Items from a dataset
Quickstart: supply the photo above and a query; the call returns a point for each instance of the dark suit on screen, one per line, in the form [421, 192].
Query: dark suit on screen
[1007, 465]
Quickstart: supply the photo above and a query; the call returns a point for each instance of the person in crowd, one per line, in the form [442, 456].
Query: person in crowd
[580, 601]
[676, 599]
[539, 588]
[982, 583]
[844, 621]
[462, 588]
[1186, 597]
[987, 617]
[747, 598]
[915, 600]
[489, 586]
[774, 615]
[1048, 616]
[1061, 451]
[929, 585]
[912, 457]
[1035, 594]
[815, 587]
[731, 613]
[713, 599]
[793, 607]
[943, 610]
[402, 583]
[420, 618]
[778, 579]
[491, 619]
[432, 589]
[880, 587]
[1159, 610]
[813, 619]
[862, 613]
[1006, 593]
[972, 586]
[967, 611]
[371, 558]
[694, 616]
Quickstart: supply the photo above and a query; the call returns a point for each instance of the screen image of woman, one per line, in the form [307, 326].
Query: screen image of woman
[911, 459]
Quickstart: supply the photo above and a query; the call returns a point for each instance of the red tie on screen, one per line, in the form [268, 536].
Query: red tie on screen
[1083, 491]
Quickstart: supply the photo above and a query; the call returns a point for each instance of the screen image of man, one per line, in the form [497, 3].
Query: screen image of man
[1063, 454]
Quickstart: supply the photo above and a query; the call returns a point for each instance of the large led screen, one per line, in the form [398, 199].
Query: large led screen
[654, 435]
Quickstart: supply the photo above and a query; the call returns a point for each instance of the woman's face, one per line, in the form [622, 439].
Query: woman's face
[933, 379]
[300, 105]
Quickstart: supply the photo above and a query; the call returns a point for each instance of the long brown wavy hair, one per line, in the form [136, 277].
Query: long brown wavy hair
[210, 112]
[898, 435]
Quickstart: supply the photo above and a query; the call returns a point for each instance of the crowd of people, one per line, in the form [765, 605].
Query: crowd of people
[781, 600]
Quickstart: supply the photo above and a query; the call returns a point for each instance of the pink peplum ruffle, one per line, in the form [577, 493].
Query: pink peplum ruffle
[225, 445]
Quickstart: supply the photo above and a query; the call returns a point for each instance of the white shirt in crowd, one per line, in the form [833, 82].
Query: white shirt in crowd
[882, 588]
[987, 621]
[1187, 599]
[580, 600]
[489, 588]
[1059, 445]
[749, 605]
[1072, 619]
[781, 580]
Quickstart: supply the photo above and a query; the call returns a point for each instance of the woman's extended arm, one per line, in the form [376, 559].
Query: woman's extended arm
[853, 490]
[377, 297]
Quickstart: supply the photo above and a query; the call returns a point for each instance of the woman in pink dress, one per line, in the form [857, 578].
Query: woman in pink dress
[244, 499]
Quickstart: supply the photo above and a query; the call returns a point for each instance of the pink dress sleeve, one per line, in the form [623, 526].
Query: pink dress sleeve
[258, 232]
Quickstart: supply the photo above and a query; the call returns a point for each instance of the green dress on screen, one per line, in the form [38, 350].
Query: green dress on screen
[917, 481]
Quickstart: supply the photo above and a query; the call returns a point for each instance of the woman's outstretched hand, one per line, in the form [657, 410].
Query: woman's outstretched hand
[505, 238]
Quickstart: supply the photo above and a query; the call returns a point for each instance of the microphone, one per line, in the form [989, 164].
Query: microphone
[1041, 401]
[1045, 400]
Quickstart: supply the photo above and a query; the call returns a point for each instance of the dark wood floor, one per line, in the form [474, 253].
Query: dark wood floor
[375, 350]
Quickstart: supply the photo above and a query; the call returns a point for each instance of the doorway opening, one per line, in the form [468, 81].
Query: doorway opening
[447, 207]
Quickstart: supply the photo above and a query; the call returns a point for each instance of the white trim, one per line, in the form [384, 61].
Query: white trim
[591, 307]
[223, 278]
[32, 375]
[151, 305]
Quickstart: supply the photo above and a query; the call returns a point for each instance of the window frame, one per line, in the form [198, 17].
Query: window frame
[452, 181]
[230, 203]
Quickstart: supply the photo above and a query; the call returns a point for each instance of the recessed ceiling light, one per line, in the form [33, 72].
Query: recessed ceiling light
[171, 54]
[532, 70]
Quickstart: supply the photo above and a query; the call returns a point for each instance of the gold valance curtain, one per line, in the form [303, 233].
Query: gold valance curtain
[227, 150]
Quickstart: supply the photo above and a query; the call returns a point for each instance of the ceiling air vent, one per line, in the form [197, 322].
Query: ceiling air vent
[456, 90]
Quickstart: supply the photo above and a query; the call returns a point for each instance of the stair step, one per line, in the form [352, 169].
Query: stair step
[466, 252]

* WHAT THE TASK REQUIRES: Your task is to copy every entry above, exactly as written.

* EXERCISE ANSWER:
Quickstart: supply the photo above and a query; the call returns a point for each instance of the dark suit on screen, one per line, in the form [421, 192].
Query: dark suit on screen
[1007, 465]
Quickstart: supply the photo above and a query; the call returns a point for each instance of the person in crowd, one per line, in the form [442, 456].
Query: person in crowd
[580, 601]
[676, 599]
[539, 588]
[982, 583]
[844, 621]
[462, 588]
[1186, 597]
[987, 617]
[747, 598]
[915, 600]
[489, 586]
[774, 615]
[1048, 616]
[1061, 451]
[929, 585]
[912, 457]
[1035, 594]
[815, 587]
[731, 613]
[713, 599]
[793, 607]
[943, 610]
[402, 583]
[420, 618]
[778, 579]
[491, 619]
[432, 589]
[880, 587]
[1159, 610]
[813, 619]
[862, 613]
[1006, 593]
[972, 586]
[967, 611]
[371, 558]
[694, 616]
Quickstart: supply the photo above and a query; the call returns a point for each instance of the screen image of woman, one per line, in the form [307, 326].
Query: screen image of woman
[911, 459]
Quickstart: supply the photo above and a query; the call returns a point for each instance of the red tie on screen, one per line, in the form [268, 536].
Query: red tie on screen
[1083, 491]
Quickstart: supply the photo above and a query; the call returns a point for each instance of the screen image of man, one per line, in the form [497, 3].
Query: screen image of man
[1063, 454]
Quickstart: supply the photo above and a query; the call returns a point for each instance of the large led screen, one per line, in the form [398, 199].
Query: large led screen
[654, 435]
Quickstart: supply the photo above and a query; the call returns a point for each instance of the woman's face, one per line, in the form [622, 439].
Query: woman's face
[933, 379]
[300, 105]
Quickstart: supply the photo above and a query; the call returns a point for each instance of the long brown wavy hair, one per line, in the form [136, 277].
Query: long brown wavy hair
[210, 112]
[898, 435]
Quickstart: supply the photo above and a query; the call returns a point for each instance of the crowd of people, one per line, in the form [765, 605].
Query: crowd of people
[781, 600]
Quickstart: supply the photo above and a query; the call returns a point for each instance of the pink peplum ruffle, one per line, in the form [577, 493].
Query: pink peplum ruffle
[225, 445]
Quickstart: supply the photo above and a query; the call returns a point for each instance of the white shirt in crowd, one per line, in the form [833, 82].
Query: white shirt in crowd
[882, 588]
[987, 621]
[1187, 599]
[580, 600]
[489, 588]
[1059, 445]
[749, 605]
[1072, 619]
[781, 580]
Quickstart: supply the photo above and a query; the call returns a point for each instance of the woman's extended arm, one per line, in the form [376, 559].
Query: woman's extended arm
[853, 490]
[377, 297]
Quickstart: supply the photo above and a query; the call returns a point for each instance of the woman in pink dress, one per line, in the form [857, 578].
Query: woman in pink dress
[244, 499]
Quickstart: supply the photo above and a query; the call returns a point for each instance of the pink dress sleeve, one per line, in the form [623, 526].
Query: pink dress sleeve
[258, 232]
Quickstart: supply the photo above and a query; the call returns a point for each instance of the green dress on screen, one per line, in the form [38, 350].
Query: green dress on screen
[917, 481]
Quickstart: supply the photo above and a query; the call returns a point for each instance of the woman's outstretched hand, one per line, in the form [657, 410].
Query: woman's outstretched hand
[505, 238]
Quickstart: supply the photo above and a query; the call returns a point for each instance of the microphone, one per line, in the form [989, 164].
Query: microphone
[1041, 401]
[1045, 400]
Quickstart: supply the photo above and a query; the call returns a point for each instance of the dark wood floor, one per line, in the form [474, 253].
Query: dark wood floor
[375, 350]
Quickstart: supply the photo above and a query; the call returns a point for each instance of the doorway opening, one per line, in the form [468, 81].
Query: doorway opening
[447, 207]
Quickstart: supply the photo above and a query; the call returns a point for each instance of the white trim, one per line, in the form [384, 61].
Query: white trim
[591, 307]
[223, 278]
[32, 375]
[151, 305]
Quickstart: supply the photo above and a query; the call returns a point for each instance of the window frame, one per line, in the form [198, 17].
Query: window frame
[452, 181]
[230, 203]
Quickstart: supply the photo above and a query; the call returns a point for each instance of the recessed ceiling light, one per line, in the form [33, 72].
Query: recessed ceiling light
[171, 54]
[532, 70]
Quickstart: supply the photo above and a query; the call returns a point for each instance of the gold valance curtain, one per line, in the form [303, 233].
Query: gold valance curtain
[227, 150]
Quickstart: supply the photo above and a query; the call returns a point for each instance of the ceiling air vent, one per line, in the form [197, 322].
Query: ceiling air vent
[456, 90]
Quickstart: supply the photo above and a query; the call returns a point for each instance of the stair step, one per line, in the form [352, 169].
Query: stair step
[466, 252]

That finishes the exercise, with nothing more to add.